_Selected passage_
----------

Rockets Fired from Gaza after Israeli Air Strike
إقرأ هذا الخبر بالعربيةThree rockets fired from the Gaza Strip landed in southern Israel early Sunday without causing any casualties, Israeli police said, hours after an Israeli air strike in the Palestinian territory.
"Two rockets fell in an uninhabited sector of the Eshkol district and another near Beersheba. There were no injuries or damage," police spokesman Micky Rosenfeld told AFP.
Earlier Sunday, Palestinian medics and eyewitnesses said an Israeli air strike on Gaza killed a Hamas fighter and wounded another after they had fired mortar bombs at Israeli tanks on an incursion near the southern town of Khan Younes.
After the firing from the Palestinian side, Beersheba mayor Rubik Danilovitch announced on public radio that local schools would be closed until further notice.
"Many of the houses in our town are not protected (against rocket fire) and we cannot play with the lives of our children. I hope that lessons can resume soon," he said.
Palestinians named the man killed in the Israeli air raid as Kamel Qarara, 25, a member of the Ezzedine al-Qassam Brigades, the armed wing of Gaza's ruling Islamist Hamas movement.
The wounded man, not immediately named, was also said to be a member of the Brigades.
An Israeli military statement confirmed a strike by the Israel Air Force but not the allegation that Israeli armor had entered the Palestinian territory and come under Palestinian fire.
"IAF aircraft targeted a rocket-launching site and squad in the central Gaza Strip, during final preparations to fire a rocket towards southern Israel," it said. "Secondary explosions were identified," it added, implying that ammunition or explosives were hit.
The exchange took place after a three-day lull between the sides brought some respite from a spike in cross-border fighting
The military statement said that so far this month Palestinians have fired more than 150 rockets into Israel from the Gaza Strip.
Late Wednesday Israeli and Palestinian officials announced an Egyptian-brokered ceasefire after a 24-hour peak in bloodshed, which saw Israeli air strikes kill four fighters and armed groups firing more than 70 rockets and mortars across the border, seriously wounding two Thai workers.
Since then, as Palestinians celebrated the Eid el-Adha Muslim holiday, the Israel military reported one rocket falling on open ground in southern Israel and causing no casualties before Sunday's events.
A militant died Thursday of wounds sustained in an Israeli raid a day earlier, before the truce.
The Israeli government, under mounting public pressure, is to discuss at its weekly meeting Sunday a program to increase blastproofing of homes and public buildings in the area next to the border with Gaza.

----------

Stored items:

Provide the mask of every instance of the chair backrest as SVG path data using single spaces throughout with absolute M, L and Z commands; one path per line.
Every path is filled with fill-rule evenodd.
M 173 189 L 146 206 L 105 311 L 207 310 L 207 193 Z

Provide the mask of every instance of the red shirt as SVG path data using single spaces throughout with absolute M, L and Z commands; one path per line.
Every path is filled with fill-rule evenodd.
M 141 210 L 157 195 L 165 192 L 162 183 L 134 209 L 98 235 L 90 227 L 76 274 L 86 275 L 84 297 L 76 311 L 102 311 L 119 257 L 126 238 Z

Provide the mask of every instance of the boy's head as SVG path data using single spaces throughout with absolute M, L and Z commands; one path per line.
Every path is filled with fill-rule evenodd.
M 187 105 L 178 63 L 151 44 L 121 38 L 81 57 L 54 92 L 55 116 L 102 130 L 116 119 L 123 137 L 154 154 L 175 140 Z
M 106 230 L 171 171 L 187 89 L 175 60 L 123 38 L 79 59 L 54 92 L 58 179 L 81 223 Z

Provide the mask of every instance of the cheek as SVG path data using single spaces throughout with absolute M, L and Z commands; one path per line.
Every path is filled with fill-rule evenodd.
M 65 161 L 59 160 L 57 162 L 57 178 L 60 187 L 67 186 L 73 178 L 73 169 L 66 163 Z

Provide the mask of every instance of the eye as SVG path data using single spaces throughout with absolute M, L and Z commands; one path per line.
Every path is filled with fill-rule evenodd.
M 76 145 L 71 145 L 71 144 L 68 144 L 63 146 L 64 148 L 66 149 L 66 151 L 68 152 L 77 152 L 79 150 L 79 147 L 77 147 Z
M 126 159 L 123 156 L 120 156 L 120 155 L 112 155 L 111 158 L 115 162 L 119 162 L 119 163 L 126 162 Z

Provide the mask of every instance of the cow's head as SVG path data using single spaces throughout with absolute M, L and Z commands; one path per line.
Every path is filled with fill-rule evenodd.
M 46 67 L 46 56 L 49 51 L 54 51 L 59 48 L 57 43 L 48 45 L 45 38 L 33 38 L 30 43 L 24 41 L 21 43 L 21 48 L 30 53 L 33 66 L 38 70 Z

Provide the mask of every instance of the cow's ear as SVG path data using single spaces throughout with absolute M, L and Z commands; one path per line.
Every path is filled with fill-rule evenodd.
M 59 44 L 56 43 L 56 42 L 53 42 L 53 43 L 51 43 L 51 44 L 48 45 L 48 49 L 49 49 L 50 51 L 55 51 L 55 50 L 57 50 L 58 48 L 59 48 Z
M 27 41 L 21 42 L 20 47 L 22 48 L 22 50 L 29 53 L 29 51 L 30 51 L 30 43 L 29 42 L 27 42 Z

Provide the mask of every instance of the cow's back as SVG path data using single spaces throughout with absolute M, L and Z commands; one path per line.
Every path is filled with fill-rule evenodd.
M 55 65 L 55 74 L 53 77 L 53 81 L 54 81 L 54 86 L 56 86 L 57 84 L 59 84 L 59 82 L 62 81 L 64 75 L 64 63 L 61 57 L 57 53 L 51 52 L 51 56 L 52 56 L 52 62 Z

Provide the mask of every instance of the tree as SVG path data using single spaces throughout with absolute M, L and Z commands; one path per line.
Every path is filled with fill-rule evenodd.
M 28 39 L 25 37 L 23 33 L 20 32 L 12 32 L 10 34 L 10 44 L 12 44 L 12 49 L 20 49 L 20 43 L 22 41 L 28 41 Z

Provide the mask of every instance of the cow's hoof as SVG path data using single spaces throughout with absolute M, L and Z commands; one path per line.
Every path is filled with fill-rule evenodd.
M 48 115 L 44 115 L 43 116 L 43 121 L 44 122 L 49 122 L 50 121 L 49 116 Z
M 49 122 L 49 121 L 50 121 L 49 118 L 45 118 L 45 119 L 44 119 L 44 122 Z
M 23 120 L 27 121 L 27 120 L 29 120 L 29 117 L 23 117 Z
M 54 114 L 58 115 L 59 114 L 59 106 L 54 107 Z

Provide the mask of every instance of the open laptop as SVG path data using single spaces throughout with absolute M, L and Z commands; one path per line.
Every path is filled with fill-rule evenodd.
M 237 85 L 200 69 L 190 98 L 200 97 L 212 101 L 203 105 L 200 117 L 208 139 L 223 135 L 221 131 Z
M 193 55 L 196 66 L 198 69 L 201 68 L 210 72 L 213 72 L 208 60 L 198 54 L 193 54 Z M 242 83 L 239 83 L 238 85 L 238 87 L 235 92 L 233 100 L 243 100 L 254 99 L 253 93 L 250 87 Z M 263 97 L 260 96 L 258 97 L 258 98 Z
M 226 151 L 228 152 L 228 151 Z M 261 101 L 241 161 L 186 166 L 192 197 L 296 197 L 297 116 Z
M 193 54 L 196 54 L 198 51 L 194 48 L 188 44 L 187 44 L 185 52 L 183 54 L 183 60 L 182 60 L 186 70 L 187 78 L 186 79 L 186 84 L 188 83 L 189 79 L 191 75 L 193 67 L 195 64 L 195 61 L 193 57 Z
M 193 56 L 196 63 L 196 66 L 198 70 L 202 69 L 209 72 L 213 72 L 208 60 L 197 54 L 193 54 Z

----------

_Apply what you read_
1) Name every person the Gaza rocket article identifies by name.
2) Answer these questions from the Gaza rocket article:
(a) How many rockets from the Gaza Strip landed in southern Israel early Sunday?
(b) How old was the man killed in the Israeli air raid?
(c) According to the military statement, how many rockets have Palestinians fired into Israel from the Gaza Strip so far this month?
3) Transcribe the Gaza rocket article from "Palestinians named the" up to and including "Islamist Hamas movement.".
These rows have nothing to do with the Gaza rocket article.

_Replies_
1) Micky Rosenfeld, Rubik Danilovitch, Kamel Qarara

2)
(a) Three
(b) 25
(c) More than 150

3)
Palestinians named the man killed in the Israeli air raid as Kamel Qarara, 25, a member of the Ezzedine al-Qassam Brigades, the armed wing of Gaza's ruling Islamist Hamas movement.